- [Work required]: Write out the lines below word for word, without changing a single character.

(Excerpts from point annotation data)
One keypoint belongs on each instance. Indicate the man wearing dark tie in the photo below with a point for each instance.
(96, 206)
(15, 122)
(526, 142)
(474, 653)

- [Final result]:
One keypoint belongs on each instance. Indicate the man wearing dark tie in the photo below with a point for each instance.
(96, 206)
(15, 122)
(526, 142)
(474, 653)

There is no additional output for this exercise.